+++ PASSAGE PROVIDED +++

The Traitor is a villain-type to the main character, but often not realised as such until much later into the storyline. It’s this element of surprise which makes the traitor a very successful archetype.
“Trust me, until… “
Normally a close confidante, workmate or friend to the story’s hero, the traitor is privy to important information, which he gives to others to betray the hero. This betrayal is often found out about at the transition between Act 2 and 3, when the hero is least expecting it, ramping up the stakes and weakening the hero’s resolve, causing the “darkest hour” in classical hero’s journey structure.
A betrayal or treachery like this is most significant because it breaks down the walls of trust the traitor has formed with the hero. Trust is a key point for both the hero and traitor’s stories – if you are writing a close relationship and a character arc for the traitor also, you will need to identify with the reader why the traitor has chosen to break this trust.
Sometimes a traitor can also have a redemptive arc – they break the bonds of trust, but then realise they’ve been duped, or made the wrong choice, and attempt to put things right. Others are coerced or blackmailed into betraying the hero.
These motivations allow the reader to sympathise with a betrayer, but most traitors are more likely to be seen simply as cowardly villain-types. Such treachery, from true cowards or characters who betray simply for their own profit, may normally be completed by having the traitor meet some sort of comeuppance (like death) by the end of the story.
Whatever the reason, even if you never write it out, pinpoint the motivation behind the betrayal.
The Traitor is sometimes called “The Judas”. Judas Iscariot, the 12th disciple of Jesus Christ, is the most well known historical betrayer, after betraying Jesus for 30 silver pieces. The story of Judas also sometimes get told erroneously as Judas being the 13th disciple (he wasn’t); one of the reasons behind the number thirteen being maligned or attached to the devil. Thirty pieces of silver has also become an icon for treachery.

+++

◆ **GIVEN TASK**:
Answer these questions from the passage above on the traitor archetype.
1. At what point in the story is the traitor's betrayal often found out?
2. What example of a comeuppance does the passage give for traitors who are true cowards or betray for their own profit?
3. For how many silver pieces did Judas Iscariot betray Jesus?

+++ DATA SHOWN +++

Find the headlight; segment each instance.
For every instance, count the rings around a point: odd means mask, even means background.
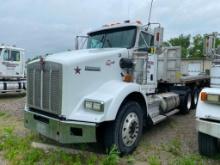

+++

◆ **TASK RESULT**:
1. At the transition between Act 2 and 3.
2. Death.
3. 30.